____ Data to examine

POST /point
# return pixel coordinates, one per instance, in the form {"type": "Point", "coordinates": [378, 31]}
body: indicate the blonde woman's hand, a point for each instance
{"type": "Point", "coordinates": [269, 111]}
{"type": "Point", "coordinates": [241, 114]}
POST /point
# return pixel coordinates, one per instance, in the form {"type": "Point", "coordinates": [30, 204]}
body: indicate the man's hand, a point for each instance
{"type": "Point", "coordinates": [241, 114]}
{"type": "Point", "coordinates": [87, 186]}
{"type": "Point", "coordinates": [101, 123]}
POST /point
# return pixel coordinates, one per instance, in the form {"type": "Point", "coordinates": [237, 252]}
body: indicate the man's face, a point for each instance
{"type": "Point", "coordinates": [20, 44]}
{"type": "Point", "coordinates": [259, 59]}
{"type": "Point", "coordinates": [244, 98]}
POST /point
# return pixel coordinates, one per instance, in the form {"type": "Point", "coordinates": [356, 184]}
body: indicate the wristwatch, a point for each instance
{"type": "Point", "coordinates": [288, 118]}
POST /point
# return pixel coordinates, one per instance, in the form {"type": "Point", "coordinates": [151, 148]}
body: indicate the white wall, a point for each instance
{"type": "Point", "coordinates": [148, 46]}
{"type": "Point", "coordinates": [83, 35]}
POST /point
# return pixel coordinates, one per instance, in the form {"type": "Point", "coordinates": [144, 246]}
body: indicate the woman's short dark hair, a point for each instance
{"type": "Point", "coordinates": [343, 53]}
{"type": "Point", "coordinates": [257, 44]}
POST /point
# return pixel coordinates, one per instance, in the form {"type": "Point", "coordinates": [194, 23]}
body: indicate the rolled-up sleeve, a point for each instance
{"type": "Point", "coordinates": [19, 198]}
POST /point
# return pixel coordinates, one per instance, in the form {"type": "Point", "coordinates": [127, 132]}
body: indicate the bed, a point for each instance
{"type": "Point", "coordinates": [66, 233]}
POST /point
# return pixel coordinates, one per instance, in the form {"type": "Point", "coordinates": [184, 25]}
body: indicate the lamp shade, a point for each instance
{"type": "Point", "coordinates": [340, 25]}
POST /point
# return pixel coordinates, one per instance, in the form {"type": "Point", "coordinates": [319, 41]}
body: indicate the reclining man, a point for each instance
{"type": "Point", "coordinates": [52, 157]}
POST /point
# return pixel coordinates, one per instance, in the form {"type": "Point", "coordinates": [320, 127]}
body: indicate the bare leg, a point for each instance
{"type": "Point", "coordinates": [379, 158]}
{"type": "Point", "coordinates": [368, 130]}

________

● What you will do: Which of the lines above include the word "return"? Copy each of them.

● Written solution:
# return pixel coordinates, one per instance, in the form {"type": "Point", "coordinates": [378, 31]}
# return pixel coordinates, one per instance, in the form {"type": "Point", "coordinates": [30, 204]}
# return pixel coordinates, one per instance, in the form {"type": "Point", "coordinates": [237, 252]}
# return pixel coordinates, one per instance, in the form {"type": "Point", "coordinates": [356, 184]}
# return pixel coordinates, one per instance, in the form {"type": "Point", "coordinates": [151, 148]}
# return pixel coordinates, one per instance, in the form {"type": "Point", "coordinates": [144, 246]}
# return pixel coordinates, one per instance, in the form {"type": "Point", "coordinates": [194, 23]}
# return pixel coordinates, one per instance, in the form {"type": "Point", "coordinates": [127, 132]}
# return pixel coordinates, one per instance, in the form {"type": "Point", "coordinates": [184, 25]}
# return pixel coordinates, one per instance, in the form {"type": "Point", "coordinates": [319, 41]}
# return pixel coordinates, one per instance, in the form {"type": "Point", "coordinates": [320, 127]}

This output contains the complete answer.